Kenner released more than 100 action figures in their Star Wars range between 1977 and 1985. The table below takes information as given on the cards with which each action figure debuted. After the debut of an action figure, details in the packaging, in the shape of the action figure and the name of the action figure were subject to change. No one characteristic (name, shape or product number) completely defines the list, rather all the characteristics taken together form a clear list.

There are 96 action figures listed below, though the final card-back promoted a full line of 93 action figures. This is because when Kenner produced new versions (with new, unique product numbers) of R2-D2 and C-3PO action figures, they discontinued previous versions. Two versions of R2-D2 were discontinued. One version of C-3PO was discontinued.

The identical name "Bespin Security Guard" is given to two action figures. The first figure (No. 39810) is white, the second figure (No. 69640) is black. On card-backs the two Bespin Security Guards are shown separately, but still labeled with the same name. C-3PO (Removable Limbs) – No. 69430 / No. 69600 – was finally confirmed to exist on a U.S. release 45-Back "The Empire Strikes Back" card in 2018.
____
### TASKS TO PERFORM
**a)** In the text on Kenner's Star Wars action figures, what are the answers to these?
(i) Between which years did Kenner release the figures?
(ii) How many versions of R2-D2 were discontinued?
(iii) What product number belongs to the white Bespin Security Guard?
**b)** Output a verbatim copy of the passage in the text on Kenner's Star Wars action figures that begins at the words "There are 96" and ends after "C-3PO was discontinued.".

### DATASET EXCERPT
____
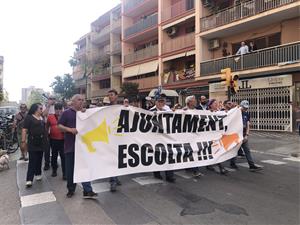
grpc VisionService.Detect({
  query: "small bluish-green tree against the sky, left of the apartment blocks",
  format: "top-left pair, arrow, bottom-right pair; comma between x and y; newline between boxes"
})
____
### EXERCISE SOLUTIONS
**a)**
(i) 1977 and 1985
(ii) Two
(iii) No. 39810

**b)**
There are 96 action figures listed below, though the final card-back promoted a full line of 93 action figures. This is because when Kenner produced new versions (with new, unique product numbers) of R2-D2 and C-3PO action figures, they discontinued previous versions. Two versions of R2-D2 were discontinued. One version of C-3PO was discontinued.